> **Vorliegender Textauszug**
■ ■ ■ ■ ■

Das konnte ich allerdings so nicht stehen lassen. Ich schlug ihm vor, bei den nächsten Tagen der Offenen Baustelle Stripperinnen auftreten zu lassen und kostenlose Kondome zu verteilen und die Aktion für die Mitgliederwerbung seiner christlichen Partei zu übernehmen.

Das fand er allerdings „polemisch“ und antwortete, den Striptease hätten sie gerne meinen Freunden bei der Grundsteinlegung am Hauptbahnhof überlassen, die im Vollstrip völlig nackt vor den Kameras der Journalisten rumgetanzt hätten. Ich hätte das sicher als künstlerisch wertvoll empfunden! Jetzt wisst Ihr´s!

Wie die Vereinsmitglieder die Aktion finden und wer das bezahlt hat, habe ich unter anderem bei Ministerpräsident Kretschmann, OB Kuhn, Regionalverbandsvorsitzendem Bopp und Bahnchef Lutz nachgefragt, aber leider noch keine Antwort erhalten. Kultusministerin Eisenmann, der Landesfrauenrat und die Landesfrauenbeauftragte halten sich trotz meiner Nachfrage bedeckt. Auch den SWR habe ich angeschrieben. Der antwortete, man habe entschieden, „den Fokus auf die Bauarbeiten und auch die Kritik daran zu setzen“.

■ ■ ■ ■ ■

> **Aufgeführte Datensätze**
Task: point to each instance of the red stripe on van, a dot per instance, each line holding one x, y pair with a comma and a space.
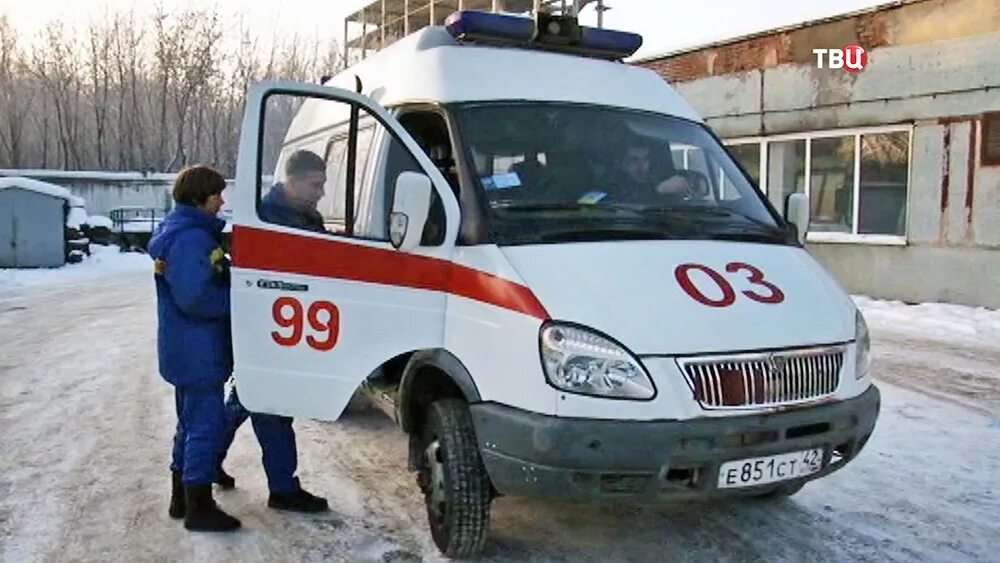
260, 249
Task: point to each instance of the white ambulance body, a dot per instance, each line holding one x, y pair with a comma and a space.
537, 330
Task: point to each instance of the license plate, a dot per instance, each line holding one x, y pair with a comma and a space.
763, 470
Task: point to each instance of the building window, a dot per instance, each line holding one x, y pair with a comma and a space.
786, 170
885, 163
748, 155
991, 139
857, 180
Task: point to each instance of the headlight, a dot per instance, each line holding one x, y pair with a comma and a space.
581, 361
864, 344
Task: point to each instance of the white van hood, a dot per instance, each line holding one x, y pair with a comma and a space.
630, 291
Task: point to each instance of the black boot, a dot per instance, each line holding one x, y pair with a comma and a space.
224, 479
177, 504
202, 512
298, 501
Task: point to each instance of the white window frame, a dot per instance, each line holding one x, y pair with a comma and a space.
762, 164
832, 237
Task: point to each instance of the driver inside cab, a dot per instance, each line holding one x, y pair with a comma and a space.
637, 179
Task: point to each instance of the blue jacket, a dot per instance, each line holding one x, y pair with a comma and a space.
276, 207
192, 291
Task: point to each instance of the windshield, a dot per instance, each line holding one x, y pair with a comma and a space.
560, 172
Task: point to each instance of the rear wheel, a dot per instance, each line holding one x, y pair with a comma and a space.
453, 479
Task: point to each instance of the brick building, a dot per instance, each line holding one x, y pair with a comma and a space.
901, 160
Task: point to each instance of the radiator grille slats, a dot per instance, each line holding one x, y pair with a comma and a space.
760, 380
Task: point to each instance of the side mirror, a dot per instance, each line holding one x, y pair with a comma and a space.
797, 213
410, 205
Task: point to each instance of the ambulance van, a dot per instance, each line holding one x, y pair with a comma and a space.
546, 268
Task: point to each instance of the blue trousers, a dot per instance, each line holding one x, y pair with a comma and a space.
200, 419
277, 443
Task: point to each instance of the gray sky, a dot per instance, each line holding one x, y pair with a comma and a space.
665, 24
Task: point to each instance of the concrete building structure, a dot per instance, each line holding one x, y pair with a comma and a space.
901, 160
32, 223
104, 191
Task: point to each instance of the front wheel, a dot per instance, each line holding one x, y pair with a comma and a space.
781, 491
454, 481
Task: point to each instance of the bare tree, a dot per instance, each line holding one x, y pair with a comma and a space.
14, 101
55, 63
99, 74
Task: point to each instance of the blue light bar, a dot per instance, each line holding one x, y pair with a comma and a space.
475, 25
488, 27
621, 42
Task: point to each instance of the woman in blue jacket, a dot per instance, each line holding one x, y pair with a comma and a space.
194, 341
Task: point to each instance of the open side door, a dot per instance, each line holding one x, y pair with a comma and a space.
328, 279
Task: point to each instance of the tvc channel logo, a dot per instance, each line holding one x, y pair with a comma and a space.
851, 58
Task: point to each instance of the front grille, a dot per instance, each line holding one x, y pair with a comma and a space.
764, 379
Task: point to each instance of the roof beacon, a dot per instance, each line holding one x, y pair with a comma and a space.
561, 33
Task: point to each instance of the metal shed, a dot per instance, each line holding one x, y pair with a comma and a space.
32, 223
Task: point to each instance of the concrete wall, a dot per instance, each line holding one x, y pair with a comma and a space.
931, 64
103, 191
103, 196
31, 229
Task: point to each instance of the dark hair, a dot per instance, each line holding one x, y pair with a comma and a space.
304, 161
195, 184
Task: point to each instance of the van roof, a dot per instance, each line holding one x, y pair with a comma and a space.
431, 66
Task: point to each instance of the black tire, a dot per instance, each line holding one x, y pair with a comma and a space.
781, 491
456, 488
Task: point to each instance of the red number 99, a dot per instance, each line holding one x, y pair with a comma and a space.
330, 327
294, 321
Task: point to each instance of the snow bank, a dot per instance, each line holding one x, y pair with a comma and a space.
937, 321
99, 221
76, 218
104, 261
36, 186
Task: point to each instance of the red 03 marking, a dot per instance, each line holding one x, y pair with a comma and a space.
771, 293
323, 318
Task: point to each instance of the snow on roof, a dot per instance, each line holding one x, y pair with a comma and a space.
450, 71
87, 174
36, 186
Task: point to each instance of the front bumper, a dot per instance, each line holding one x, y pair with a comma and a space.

■ ■ ■ ■ ■

> **Zu erledigende Aufgaben**
a) Welche Kultusministerin hält sich laut dem Textauszug über die Tage der Offenen Baustelle trotz Nachfrage bedeckt?
b) Stimmen diese Aussagen mit dem Textauszug über die Tage der Offenen Baustelle überein? Beantworte jede mit Ja oder Nein und zitiere die entscheidenden Worte wörtlich.
(i) Der SWR wurde angeschrieben.
(ii) Ministerpräsident Kretschmann hat auf die Nachfrage bereits geantwortet.
(iii) Der Landesfrauenrat hat sich auf die Nachfrage hin klar geäußert.
c) Liefere die Fortsetzung des Textauszugs über die Tage der Offenen Baustelle im Anschluss an seinen letzten Satz.
Die Datensätze stehen in keinem Zusammenhang mit dem Textauszug.

> **Liste der Antworten**
a) Kultusministerin Eisenmann.

b)
(i) Ja: „Auch den SWR habe ich angeschrieben.“
(ii) Nein: „aber leider noch keine Antwort erhalten“
(iii) Nein: „halten sich trotz meiner Nachfrage bedeckt“

c)
Zum Glück bin ich Stammzuschauer der SWR-Sendung „Hannes und der Bürgermeister“. Der Bürgermeister nennt seinen Lieblingsfeind „Schoafseckel“. Ich zitiere aber lieber aus der Me-Too-Debatte: „Teilen Sie deutlich mit, dass Sie nicht auf diese Art und Weise behandelt werden wollen.“ Übrigens sorgt in Island gerade die Kneipenrunde hochrangiger Politiker, deren Gespräche obszön und diskriminierend waren, für Wirbel.

In diesem Sinne müsste ich fast mit „Unten bleiben“ schließen, sage aber lieber: Oben bleiben!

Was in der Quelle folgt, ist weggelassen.